### Ihre Aufgabe
Filtern Sie die Datensätze unten und übernehmen Sie jede Zeile, in der die Zeichenfolge „cabinet“ vorkommt. Groß- und Kleinschreibung ist zu beachten.

### Material
######

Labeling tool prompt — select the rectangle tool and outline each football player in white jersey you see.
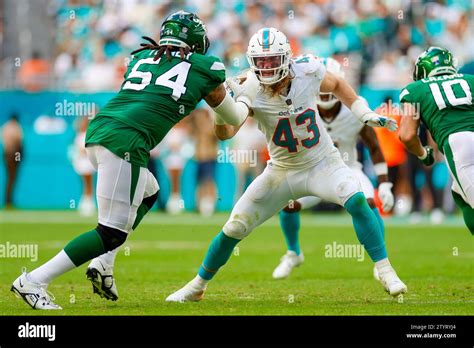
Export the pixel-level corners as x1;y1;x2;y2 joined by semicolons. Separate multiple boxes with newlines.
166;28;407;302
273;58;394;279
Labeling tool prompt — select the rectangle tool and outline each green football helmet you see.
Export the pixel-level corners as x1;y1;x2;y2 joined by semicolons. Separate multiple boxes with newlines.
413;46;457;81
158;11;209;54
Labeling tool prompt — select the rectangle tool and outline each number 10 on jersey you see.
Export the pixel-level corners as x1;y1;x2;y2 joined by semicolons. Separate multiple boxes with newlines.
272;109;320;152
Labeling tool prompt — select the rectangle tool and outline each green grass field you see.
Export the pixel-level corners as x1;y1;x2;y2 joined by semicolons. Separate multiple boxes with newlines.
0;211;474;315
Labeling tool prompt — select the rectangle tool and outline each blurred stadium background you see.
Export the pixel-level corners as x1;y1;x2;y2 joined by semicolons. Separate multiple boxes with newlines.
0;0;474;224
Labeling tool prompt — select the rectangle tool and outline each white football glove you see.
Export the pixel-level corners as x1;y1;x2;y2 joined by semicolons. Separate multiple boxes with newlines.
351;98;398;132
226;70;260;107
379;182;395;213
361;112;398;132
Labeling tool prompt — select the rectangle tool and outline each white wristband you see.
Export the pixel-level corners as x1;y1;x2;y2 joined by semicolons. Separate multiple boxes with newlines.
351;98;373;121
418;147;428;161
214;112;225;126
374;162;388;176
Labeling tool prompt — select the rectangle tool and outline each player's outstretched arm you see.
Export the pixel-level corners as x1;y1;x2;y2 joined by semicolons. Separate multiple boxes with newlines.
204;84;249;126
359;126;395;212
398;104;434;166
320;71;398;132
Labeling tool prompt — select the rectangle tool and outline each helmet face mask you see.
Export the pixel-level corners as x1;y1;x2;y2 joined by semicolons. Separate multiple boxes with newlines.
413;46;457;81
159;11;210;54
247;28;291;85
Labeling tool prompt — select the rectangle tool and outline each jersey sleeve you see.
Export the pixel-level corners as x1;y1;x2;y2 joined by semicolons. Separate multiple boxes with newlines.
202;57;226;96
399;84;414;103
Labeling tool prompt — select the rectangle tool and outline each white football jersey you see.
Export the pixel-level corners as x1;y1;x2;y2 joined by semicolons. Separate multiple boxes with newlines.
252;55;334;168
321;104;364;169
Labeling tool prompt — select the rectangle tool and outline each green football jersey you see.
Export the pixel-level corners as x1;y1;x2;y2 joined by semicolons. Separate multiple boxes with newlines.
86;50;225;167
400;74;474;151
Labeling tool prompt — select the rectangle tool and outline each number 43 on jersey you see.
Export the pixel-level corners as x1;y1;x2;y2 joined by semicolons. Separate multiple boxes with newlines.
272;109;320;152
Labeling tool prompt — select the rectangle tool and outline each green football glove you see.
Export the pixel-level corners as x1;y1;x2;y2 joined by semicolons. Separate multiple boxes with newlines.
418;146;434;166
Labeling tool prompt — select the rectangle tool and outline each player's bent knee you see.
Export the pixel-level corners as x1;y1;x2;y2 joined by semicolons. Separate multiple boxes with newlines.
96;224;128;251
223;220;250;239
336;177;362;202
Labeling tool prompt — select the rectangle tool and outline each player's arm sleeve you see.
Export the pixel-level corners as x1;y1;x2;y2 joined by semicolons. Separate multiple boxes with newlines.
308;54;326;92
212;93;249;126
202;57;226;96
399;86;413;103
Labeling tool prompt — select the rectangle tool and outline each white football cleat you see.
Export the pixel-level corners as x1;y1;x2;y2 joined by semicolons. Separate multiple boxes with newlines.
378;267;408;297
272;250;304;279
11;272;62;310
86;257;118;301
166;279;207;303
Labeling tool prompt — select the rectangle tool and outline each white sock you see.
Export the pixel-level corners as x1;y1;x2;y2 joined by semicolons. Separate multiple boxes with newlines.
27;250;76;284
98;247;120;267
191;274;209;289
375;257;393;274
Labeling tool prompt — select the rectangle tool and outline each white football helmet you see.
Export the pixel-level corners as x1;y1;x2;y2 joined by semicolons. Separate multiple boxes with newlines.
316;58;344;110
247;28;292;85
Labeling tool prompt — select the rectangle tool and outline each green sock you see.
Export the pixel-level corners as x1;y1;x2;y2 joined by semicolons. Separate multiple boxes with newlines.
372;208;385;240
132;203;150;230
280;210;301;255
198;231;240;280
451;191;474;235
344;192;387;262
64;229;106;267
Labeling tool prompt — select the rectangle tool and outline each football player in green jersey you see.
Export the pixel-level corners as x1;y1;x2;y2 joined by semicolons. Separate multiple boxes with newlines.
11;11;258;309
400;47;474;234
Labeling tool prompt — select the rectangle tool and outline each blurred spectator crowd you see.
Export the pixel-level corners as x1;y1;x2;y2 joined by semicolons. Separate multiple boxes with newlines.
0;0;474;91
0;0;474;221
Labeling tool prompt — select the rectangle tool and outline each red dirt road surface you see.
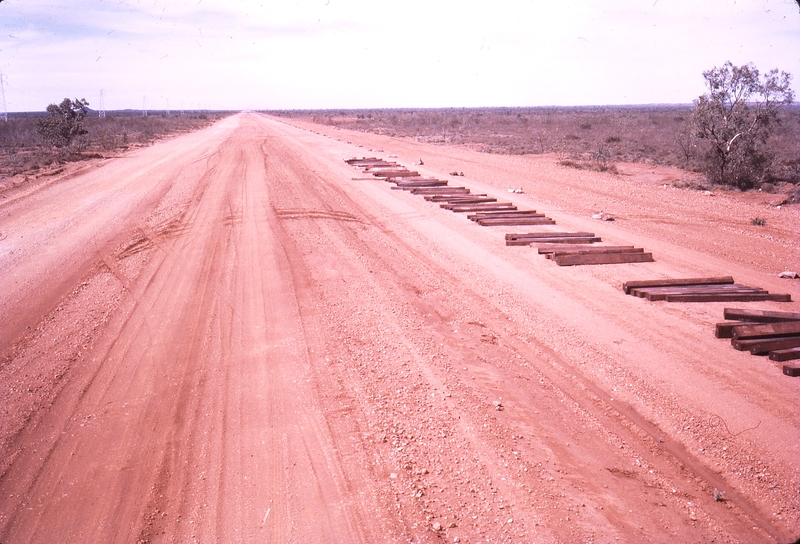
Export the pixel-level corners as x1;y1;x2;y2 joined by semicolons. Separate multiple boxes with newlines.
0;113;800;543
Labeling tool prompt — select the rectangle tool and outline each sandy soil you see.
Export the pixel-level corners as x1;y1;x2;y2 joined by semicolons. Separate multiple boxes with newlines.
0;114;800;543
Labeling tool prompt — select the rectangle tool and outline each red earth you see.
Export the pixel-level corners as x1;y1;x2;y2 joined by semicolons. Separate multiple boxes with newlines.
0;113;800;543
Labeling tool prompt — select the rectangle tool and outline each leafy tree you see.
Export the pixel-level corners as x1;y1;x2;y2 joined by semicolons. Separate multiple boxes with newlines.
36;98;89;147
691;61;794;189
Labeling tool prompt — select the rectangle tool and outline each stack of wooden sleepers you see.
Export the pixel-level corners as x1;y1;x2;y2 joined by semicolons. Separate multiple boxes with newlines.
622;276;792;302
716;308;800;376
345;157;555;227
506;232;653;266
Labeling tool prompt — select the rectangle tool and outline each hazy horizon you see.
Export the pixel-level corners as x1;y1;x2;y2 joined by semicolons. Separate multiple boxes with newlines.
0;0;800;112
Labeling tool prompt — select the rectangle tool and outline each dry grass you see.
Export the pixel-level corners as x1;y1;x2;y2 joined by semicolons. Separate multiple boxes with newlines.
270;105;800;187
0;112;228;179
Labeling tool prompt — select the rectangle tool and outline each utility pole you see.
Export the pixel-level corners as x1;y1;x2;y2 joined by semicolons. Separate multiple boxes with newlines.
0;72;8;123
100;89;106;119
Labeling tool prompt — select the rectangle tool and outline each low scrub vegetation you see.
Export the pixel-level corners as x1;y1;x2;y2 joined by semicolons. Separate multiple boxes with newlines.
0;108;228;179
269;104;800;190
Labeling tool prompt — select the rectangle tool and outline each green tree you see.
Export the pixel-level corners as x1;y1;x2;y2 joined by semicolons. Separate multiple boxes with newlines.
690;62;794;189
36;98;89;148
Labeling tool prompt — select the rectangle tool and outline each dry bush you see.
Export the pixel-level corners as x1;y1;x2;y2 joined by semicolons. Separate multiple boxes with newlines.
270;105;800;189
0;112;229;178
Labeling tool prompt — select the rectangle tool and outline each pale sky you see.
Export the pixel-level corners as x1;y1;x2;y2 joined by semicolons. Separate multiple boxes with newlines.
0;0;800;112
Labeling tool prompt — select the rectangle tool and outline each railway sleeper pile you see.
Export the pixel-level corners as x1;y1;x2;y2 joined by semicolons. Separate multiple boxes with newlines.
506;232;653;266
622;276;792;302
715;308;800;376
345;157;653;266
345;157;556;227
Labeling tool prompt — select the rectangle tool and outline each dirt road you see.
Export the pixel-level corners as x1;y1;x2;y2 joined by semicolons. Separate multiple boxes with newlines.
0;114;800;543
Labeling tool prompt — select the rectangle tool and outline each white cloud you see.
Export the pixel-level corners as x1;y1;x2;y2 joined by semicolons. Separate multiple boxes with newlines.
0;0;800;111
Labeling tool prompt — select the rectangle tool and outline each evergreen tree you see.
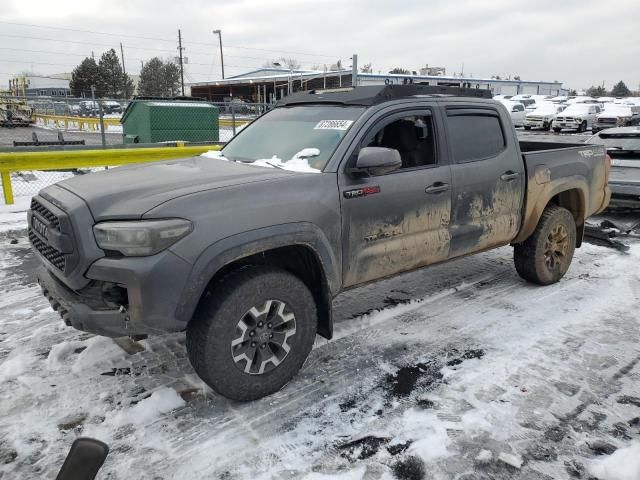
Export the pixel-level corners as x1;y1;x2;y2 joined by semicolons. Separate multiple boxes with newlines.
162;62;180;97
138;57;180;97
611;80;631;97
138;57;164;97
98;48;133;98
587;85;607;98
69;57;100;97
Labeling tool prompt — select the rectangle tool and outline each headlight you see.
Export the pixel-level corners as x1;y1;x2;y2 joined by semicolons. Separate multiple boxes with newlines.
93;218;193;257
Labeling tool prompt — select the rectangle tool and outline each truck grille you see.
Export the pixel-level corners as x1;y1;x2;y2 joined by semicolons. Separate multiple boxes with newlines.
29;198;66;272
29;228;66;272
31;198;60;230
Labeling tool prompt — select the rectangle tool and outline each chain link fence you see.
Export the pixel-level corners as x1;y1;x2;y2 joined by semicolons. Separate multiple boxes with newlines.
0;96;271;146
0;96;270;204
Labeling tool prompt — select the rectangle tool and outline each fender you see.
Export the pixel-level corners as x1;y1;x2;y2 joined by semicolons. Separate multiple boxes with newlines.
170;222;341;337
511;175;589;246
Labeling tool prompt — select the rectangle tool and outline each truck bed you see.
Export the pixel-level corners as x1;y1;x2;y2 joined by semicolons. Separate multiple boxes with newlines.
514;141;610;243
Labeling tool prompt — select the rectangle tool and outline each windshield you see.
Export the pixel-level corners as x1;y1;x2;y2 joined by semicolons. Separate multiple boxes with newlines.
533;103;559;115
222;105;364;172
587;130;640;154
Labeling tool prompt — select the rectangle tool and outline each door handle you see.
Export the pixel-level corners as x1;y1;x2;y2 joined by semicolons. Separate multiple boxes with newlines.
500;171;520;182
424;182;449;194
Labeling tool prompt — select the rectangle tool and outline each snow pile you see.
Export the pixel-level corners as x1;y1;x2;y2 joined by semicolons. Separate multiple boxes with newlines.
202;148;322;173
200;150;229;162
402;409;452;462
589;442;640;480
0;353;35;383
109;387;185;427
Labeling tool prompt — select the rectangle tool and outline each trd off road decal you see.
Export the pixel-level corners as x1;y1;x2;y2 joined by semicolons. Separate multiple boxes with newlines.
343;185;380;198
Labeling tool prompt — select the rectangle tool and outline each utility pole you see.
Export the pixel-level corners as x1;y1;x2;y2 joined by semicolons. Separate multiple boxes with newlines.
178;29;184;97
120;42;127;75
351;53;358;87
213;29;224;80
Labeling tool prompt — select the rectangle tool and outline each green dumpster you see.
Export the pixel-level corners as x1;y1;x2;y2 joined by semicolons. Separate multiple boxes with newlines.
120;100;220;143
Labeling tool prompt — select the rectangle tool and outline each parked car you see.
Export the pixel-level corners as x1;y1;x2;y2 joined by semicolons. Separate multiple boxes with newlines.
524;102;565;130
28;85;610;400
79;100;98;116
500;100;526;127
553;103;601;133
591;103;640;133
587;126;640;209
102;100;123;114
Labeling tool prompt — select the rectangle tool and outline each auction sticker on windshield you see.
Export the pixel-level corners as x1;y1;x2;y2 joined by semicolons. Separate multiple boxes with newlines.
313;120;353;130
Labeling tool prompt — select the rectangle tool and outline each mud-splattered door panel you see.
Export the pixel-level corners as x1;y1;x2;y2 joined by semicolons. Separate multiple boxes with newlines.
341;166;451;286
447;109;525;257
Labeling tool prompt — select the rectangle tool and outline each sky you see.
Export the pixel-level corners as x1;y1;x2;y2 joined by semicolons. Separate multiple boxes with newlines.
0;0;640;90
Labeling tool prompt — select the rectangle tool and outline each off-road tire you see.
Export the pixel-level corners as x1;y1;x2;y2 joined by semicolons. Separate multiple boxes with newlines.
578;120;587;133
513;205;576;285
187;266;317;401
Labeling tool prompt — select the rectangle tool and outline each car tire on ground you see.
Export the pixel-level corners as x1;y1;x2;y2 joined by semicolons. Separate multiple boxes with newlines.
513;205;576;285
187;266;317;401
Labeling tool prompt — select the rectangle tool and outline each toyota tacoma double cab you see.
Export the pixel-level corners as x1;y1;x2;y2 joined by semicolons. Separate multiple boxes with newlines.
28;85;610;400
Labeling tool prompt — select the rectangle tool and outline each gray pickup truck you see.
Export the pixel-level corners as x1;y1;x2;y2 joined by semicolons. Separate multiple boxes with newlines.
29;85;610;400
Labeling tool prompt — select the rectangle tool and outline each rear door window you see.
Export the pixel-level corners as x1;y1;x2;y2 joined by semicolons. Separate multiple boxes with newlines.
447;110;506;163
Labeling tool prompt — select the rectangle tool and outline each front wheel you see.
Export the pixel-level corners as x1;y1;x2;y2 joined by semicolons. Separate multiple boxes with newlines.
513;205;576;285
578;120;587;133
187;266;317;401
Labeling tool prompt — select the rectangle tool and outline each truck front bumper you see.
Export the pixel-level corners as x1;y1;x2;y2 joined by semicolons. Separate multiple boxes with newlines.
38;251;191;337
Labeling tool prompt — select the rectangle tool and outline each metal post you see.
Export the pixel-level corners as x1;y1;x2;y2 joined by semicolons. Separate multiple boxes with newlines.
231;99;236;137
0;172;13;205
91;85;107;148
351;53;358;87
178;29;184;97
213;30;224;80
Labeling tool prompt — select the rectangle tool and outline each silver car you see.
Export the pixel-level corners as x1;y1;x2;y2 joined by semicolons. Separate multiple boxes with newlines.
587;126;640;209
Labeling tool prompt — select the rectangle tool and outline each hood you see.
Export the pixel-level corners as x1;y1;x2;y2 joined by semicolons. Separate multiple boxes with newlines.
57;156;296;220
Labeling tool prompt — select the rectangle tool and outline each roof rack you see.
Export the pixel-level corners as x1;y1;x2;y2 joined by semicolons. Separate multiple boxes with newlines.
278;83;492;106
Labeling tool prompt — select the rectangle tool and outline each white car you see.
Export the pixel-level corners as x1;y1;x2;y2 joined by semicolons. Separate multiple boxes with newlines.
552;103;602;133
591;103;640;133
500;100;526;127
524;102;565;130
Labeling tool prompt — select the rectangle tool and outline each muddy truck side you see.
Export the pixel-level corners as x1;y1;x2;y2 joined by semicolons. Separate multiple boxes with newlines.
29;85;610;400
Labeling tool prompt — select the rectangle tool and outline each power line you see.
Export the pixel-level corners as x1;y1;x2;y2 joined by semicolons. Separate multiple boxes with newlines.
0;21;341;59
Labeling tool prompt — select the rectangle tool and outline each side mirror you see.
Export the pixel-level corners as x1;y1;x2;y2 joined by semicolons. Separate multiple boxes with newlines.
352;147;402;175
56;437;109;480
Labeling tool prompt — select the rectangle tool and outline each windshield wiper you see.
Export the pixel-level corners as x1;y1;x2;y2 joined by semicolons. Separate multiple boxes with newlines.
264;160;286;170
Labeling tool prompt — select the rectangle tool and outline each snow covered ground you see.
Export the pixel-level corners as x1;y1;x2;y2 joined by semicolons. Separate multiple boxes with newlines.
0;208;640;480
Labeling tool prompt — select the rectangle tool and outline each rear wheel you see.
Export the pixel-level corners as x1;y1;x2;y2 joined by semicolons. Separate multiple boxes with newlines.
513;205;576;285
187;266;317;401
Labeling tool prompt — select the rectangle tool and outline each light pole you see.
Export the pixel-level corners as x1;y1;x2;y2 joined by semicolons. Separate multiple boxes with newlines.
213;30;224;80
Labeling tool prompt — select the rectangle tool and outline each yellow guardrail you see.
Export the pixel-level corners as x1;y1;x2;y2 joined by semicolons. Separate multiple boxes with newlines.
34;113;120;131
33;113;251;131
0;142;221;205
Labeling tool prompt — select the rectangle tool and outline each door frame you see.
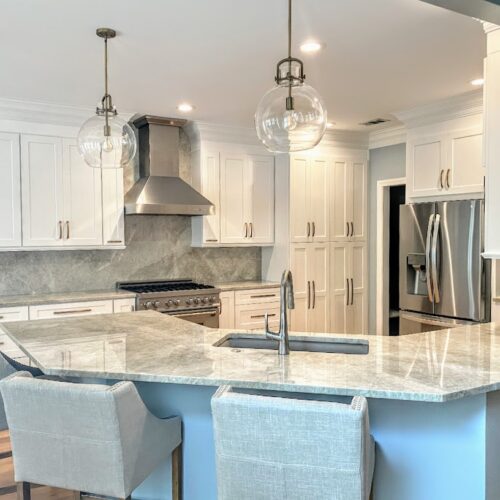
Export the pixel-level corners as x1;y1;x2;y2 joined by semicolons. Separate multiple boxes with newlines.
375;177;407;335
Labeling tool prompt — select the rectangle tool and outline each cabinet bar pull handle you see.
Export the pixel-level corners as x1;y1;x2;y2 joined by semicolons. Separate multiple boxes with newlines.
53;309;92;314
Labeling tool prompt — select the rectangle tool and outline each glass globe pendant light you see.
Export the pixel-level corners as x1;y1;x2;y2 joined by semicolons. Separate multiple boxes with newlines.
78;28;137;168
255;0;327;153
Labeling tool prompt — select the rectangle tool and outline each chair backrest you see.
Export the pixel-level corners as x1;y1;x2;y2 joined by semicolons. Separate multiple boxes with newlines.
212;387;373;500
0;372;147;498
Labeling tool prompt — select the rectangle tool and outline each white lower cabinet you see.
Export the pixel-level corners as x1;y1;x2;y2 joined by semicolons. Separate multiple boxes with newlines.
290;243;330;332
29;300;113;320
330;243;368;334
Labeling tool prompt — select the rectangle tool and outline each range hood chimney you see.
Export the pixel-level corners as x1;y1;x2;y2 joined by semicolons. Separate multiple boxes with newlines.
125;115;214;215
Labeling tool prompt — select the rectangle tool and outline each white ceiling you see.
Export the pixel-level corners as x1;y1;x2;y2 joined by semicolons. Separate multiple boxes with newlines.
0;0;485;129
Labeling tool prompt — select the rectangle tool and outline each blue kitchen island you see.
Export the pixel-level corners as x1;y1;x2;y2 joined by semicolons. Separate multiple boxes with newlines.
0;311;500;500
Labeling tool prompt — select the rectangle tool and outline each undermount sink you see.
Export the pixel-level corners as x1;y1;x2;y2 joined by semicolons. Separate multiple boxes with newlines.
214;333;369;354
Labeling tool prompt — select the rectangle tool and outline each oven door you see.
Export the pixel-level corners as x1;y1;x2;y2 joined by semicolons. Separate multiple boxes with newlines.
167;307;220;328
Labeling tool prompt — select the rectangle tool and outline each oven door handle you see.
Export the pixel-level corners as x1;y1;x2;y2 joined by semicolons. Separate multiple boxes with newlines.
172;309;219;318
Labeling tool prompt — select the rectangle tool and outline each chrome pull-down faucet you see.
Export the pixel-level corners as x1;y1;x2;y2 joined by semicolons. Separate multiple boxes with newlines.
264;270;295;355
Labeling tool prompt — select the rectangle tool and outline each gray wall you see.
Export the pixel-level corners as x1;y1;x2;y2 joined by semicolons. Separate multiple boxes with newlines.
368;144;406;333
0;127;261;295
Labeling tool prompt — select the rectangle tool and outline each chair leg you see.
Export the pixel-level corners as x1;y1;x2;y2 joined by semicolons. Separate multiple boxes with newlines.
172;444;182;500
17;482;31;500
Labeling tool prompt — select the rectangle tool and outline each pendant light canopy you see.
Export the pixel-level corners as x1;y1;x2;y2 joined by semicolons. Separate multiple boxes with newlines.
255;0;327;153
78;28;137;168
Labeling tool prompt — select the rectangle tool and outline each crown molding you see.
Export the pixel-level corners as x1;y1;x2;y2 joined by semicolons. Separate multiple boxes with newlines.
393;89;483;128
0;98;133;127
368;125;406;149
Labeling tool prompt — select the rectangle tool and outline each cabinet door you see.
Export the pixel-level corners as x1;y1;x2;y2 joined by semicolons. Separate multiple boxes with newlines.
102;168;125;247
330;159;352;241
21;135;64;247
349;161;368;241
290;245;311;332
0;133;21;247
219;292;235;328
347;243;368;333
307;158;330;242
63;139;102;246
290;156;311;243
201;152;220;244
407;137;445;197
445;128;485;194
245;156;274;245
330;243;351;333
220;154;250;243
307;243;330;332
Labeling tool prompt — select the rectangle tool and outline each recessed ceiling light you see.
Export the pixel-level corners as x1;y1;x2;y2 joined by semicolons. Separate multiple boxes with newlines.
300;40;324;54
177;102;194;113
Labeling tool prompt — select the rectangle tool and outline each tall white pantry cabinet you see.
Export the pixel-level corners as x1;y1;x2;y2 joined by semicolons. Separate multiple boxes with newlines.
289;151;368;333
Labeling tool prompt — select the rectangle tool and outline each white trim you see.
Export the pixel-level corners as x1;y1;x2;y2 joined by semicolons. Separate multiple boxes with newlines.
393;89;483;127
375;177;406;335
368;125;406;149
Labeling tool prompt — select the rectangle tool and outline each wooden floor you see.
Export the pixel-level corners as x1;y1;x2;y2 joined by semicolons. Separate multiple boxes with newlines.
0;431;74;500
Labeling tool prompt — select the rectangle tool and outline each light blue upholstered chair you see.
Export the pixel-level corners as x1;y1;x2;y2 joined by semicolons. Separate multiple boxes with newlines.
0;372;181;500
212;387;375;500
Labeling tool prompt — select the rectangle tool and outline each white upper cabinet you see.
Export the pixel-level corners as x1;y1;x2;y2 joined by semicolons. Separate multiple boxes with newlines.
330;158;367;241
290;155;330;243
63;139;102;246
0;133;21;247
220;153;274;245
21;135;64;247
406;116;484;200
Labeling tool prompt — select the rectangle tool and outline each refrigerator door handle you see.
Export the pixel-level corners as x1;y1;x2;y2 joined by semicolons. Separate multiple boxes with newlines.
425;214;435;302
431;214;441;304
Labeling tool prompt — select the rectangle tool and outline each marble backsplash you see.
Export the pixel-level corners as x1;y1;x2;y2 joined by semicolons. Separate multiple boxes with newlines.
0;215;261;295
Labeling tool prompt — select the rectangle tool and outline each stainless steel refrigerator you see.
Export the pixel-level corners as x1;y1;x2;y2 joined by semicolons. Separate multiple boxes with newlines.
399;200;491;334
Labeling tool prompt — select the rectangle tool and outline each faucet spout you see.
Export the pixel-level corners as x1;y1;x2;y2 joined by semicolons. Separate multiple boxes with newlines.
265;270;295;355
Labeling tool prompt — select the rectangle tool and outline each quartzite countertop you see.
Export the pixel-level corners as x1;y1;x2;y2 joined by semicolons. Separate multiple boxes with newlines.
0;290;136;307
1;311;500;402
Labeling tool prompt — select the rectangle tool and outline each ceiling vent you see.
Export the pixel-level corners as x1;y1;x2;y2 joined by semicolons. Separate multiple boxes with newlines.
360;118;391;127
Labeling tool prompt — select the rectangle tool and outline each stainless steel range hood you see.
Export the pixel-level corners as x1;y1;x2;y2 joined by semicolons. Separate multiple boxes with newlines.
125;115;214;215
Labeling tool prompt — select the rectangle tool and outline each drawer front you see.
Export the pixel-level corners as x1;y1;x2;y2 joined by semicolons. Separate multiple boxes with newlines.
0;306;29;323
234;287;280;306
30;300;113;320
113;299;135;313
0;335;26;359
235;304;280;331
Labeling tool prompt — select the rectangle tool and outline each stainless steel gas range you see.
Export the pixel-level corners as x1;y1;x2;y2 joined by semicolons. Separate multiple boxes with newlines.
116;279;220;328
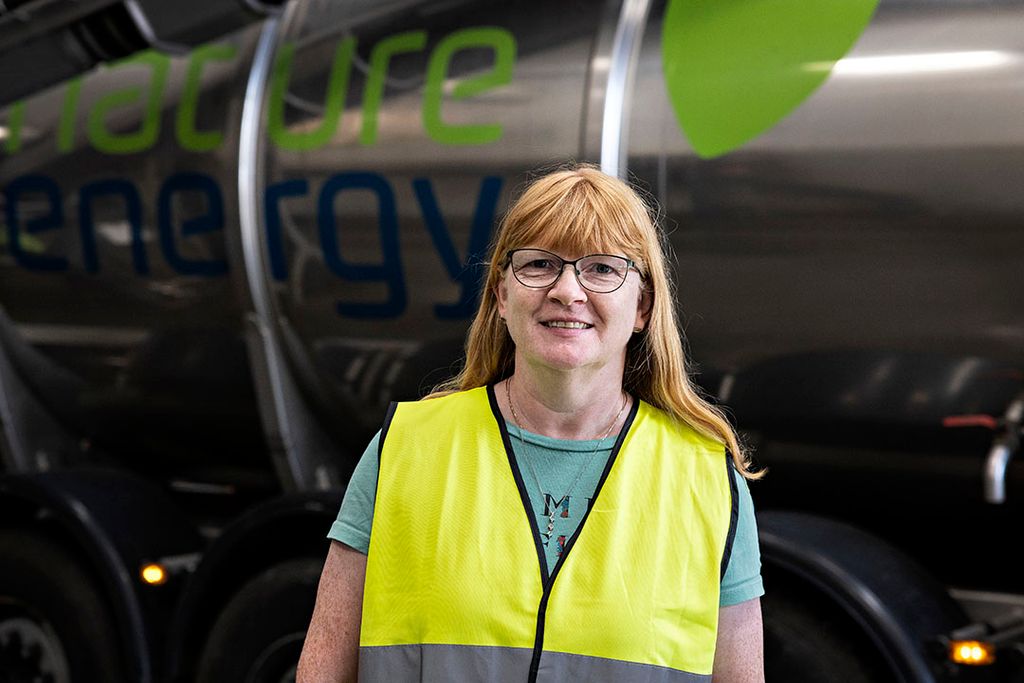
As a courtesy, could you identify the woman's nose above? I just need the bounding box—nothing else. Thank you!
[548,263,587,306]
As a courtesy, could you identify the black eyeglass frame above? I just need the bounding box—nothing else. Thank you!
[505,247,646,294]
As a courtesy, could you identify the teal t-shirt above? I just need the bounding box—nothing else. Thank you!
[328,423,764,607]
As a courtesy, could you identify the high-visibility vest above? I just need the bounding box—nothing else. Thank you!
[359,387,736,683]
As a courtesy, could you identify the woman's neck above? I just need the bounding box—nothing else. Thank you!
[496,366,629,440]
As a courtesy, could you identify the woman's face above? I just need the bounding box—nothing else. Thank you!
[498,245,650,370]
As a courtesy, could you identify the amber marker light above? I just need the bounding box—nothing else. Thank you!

######

### Fertige Übung
Labeling tool prompt — select the rectangle tool and outline each cabinet bar pull handle you see.
Labeling tool prompt — select the rectangle tool and outline each white lower cabinet you see.
Labeling tool prompt — select the rectangle tool and outline each cabinet door you see.
Labeling tool prompt — select the rectangle tool and outline each tall white pantry cabinet you see.
Labeling tool prompt — select the rectangle tool and outline each white upper cabinet you see.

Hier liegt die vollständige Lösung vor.